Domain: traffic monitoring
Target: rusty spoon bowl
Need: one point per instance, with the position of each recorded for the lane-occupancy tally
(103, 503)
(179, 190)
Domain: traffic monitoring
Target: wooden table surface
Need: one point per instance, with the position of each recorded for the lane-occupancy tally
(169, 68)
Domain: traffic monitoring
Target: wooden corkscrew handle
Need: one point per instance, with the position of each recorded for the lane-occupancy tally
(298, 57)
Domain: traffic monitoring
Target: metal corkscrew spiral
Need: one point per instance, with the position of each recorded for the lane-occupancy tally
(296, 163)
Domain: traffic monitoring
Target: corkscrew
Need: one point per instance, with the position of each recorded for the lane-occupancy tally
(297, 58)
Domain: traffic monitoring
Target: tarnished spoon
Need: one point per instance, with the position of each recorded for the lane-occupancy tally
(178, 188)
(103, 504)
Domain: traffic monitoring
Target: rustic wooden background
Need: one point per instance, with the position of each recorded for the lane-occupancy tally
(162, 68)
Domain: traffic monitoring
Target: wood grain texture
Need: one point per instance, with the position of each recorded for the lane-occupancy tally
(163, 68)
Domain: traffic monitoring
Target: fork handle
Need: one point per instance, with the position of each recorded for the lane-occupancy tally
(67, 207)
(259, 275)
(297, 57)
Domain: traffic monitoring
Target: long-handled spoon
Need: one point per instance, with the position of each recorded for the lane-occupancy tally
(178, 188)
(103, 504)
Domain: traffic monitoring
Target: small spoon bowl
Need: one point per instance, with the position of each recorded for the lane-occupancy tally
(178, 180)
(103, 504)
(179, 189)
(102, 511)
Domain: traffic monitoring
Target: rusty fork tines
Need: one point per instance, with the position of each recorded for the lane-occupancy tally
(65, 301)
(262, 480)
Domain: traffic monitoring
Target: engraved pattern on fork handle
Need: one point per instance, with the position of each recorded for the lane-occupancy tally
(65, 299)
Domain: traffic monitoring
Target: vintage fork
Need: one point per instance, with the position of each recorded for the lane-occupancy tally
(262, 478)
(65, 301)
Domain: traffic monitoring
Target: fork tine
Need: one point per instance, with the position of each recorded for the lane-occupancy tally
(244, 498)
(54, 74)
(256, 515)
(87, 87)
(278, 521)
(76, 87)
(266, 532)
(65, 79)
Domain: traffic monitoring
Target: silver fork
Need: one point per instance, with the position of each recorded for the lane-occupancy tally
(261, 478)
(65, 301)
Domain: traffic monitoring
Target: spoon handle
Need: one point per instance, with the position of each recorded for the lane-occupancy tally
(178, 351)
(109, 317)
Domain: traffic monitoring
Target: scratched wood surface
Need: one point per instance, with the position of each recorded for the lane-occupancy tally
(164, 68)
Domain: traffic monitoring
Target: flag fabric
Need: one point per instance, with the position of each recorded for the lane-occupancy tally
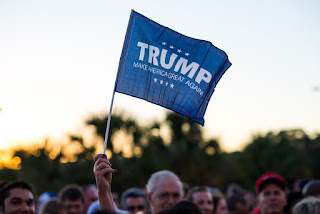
(164, 67)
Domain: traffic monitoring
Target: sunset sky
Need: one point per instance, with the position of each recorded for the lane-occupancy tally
(59, 59)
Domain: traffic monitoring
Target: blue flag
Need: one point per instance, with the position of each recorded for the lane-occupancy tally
(164, 67)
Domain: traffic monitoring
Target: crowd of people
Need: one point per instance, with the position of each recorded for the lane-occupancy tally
(164, 194)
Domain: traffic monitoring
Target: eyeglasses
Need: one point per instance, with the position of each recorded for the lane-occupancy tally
(132, 208)
(166, 196)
____________
The answer should consist of every line above in which "wooden" appears.

## Written response:
Target: wooden table surface
Target: wooden corkscrew handle
Target: rustic wooden background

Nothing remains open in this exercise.